# What is needed
Output the entire Lucene indexing thread, word for word and without any changes.

# Article
+ + + + + + +

I want to index 1 billion documents. what do you think which one (i mean
using fsDir or ramDir) is suitable for indexing these many documents.


On 6/12/06, Flik Shen <[EMAIL PROTECTED]> wrote:


It means that to pick both high maxBufferedDocs and mergeFator will
improve your indexing performance.
But if too high, it will lead you to an OutOfMemberException.exception.
And if you set mergeFactor too high will also lead you to problem "open
too many files".
So you should pick proper values according to your box physical setting.

> -----Original Message-----
> From: vipin sharma [mailto:[EMAIL PROTECTED]
> Sent: Monday, June 12, 2006 12:31 PM
> To: java-user@lucene.apache.org; Otis Gospodnetic
> Subject: Re: IndexWriter.addIndexes & optimizatio
>
>  - > Just set your maxBufferedDocs to as high a number as your
RAM/heap will
> let you, and pick a mergeFactor that is high, but doesn't get you in
trouble
> with open files.
>
> can you please explaing this in brief??

+ + + + + + +

Pointing dataset excerpts:
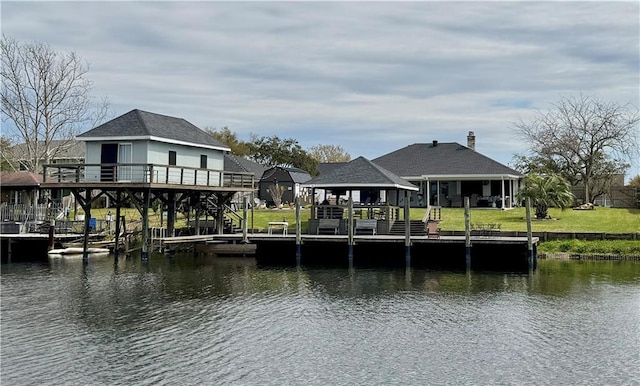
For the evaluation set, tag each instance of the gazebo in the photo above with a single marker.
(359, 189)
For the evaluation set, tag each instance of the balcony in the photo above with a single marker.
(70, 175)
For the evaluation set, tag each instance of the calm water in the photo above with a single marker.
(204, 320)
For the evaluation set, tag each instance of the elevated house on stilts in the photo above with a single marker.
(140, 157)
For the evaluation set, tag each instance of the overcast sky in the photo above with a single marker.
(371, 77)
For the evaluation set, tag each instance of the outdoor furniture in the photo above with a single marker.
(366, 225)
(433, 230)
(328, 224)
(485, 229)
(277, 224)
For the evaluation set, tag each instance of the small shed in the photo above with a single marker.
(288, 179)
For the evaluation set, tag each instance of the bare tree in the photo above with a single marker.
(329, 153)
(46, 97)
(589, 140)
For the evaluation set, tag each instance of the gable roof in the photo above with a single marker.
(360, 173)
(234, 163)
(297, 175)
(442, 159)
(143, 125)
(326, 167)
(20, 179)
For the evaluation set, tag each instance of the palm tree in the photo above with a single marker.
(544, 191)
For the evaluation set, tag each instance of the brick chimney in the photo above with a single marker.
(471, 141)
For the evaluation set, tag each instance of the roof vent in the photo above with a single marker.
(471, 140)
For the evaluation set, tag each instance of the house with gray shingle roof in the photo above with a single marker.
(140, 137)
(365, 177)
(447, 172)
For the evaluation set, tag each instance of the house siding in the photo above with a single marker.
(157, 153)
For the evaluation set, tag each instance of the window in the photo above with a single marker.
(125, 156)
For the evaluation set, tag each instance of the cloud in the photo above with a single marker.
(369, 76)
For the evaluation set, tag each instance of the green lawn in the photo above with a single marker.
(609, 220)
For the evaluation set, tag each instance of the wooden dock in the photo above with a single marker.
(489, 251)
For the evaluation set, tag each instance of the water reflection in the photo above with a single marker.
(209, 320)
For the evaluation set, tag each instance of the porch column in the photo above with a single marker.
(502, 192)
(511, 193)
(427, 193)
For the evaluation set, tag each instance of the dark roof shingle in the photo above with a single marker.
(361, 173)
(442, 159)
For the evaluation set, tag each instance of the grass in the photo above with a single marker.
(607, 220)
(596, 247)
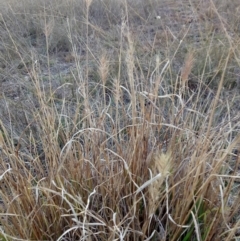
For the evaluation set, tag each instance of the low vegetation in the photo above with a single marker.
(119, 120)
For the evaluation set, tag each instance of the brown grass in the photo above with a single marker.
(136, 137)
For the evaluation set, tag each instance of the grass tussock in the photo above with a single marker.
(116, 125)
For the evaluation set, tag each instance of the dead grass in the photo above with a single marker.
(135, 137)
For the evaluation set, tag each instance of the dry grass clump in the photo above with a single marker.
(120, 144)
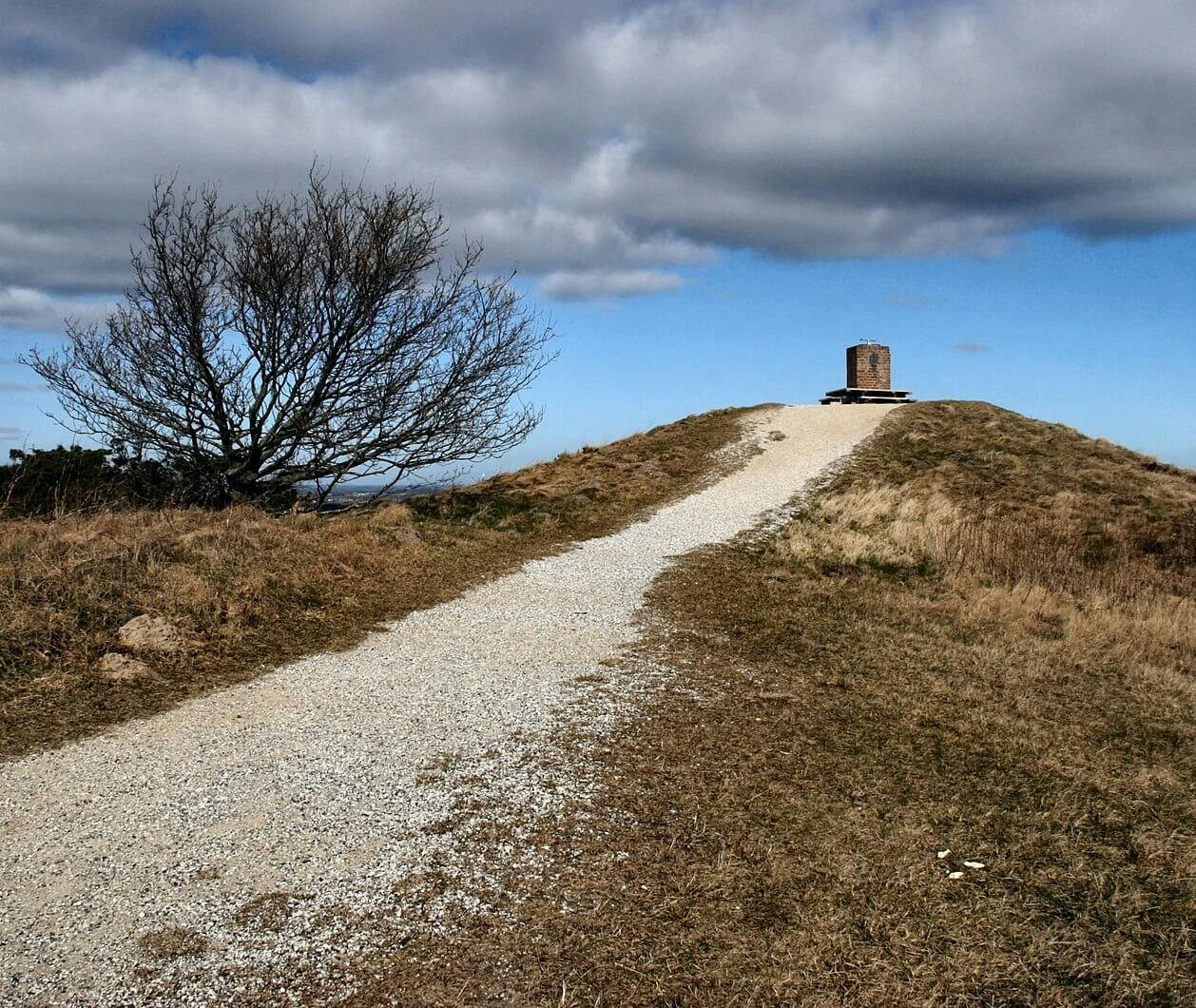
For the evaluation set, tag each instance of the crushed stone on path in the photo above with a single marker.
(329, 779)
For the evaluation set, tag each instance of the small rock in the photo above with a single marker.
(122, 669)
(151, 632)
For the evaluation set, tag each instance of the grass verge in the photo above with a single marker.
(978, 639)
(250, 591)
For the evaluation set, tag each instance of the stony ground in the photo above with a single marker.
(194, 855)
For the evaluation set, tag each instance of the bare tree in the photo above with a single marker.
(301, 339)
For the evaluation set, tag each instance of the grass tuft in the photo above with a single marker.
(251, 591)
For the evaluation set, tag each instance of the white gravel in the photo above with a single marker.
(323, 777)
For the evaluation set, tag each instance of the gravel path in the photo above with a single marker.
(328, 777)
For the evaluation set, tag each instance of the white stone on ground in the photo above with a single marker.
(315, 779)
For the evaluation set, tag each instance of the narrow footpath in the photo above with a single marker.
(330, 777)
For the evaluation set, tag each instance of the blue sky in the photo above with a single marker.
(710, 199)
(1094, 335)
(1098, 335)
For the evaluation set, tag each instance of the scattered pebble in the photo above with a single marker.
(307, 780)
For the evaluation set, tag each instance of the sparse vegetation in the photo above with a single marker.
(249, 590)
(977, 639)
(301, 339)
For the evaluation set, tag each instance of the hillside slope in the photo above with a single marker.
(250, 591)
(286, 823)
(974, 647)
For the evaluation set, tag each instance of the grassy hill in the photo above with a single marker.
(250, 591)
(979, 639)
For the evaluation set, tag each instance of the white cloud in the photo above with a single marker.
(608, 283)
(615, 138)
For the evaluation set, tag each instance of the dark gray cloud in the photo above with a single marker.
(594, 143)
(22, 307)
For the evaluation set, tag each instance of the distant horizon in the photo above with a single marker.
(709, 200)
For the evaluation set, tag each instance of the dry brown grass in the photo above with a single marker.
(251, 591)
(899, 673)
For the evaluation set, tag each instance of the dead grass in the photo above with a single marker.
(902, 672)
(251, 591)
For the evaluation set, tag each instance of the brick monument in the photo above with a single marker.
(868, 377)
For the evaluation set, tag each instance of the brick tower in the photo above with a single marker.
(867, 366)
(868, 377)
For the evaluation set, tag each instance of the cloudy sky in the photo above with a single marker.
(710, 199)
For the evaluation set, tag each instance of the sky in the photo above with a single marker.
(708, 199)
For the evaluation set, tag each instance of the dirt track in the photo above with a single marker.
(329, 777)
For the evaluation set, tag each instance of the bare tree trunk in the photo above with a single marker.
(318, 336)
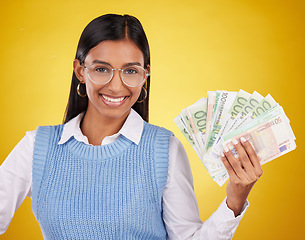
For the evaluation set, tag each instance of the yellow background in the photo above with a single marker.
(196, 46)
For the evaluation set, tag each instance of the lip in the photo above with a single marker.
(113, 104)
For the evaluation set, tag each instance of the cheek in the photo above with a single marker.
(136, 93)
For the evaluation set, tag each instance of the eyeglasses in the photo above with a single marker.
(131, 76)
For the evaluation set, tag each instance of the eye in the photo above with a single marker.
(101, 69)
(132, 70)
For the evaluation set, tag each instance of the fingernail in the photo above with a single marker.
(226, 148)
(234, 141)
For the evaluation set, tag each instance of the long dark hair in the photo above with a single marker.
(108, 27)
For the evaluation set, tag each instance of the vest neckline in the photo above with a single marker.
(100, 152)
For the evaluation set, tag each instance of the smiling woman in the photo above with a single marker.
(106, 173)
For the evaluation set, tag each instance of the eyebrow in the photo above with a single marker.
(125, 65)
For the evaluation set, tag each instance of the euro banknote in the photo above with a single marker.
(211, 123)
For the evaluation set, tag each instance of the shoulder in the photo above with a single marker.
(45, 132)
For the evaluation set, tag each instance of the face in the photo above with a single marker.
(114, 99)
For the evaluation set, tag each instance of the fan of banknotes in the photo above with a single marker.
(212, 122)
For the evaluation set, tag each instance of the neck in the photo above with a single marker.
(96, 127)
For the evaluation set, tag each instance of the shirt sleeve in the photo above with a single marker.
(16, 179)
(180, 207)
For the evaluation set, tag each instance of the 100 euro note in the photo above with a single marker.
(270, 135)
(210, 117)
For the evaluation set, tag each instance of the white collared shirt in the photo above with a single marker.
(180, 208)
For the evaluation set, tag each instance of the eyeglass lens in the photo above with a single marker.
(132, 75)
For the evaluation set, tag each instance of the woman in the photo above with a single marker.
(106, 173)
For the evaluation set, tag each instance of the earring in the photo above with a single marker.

+ + + + + + +

# Response to this task
I want to index 1 billion documents. what do you think which one (i mean
using fsDir or ramDir) is suitable for indexing these many documents.


On 6/12/06, Flik Shen <[EMAIL PROTECTED]> wrote:


It means that to pick both high maxBufferedDocs and mergeFator will
improve your indexing performance.
But if too high, it will lead you to an OutOfMemberException.exception.
And if you set mergeFactor too high will also lead you to problem "open
too many files".
So you should pick proper values according to your box physical setting.

> -----Original Message-----
> From: vipin sharma [mailto:[EMAIL PROTECTED]
> Sent: Monday, June 12, 2006 12:31 PM
> To: java-user@lucene.apache.org; Otis Gospodnetic
> Subject: Re: IndexWriter.addIndexes & optimizatio
>
>  - > Just set your maxBufferedDocs to as high a number as your
RAM/heap will
> let you, and pick a mergeFactor that is high, but doesn't get you in
trouble
> with open files.
>
> can you please explaing this in brief??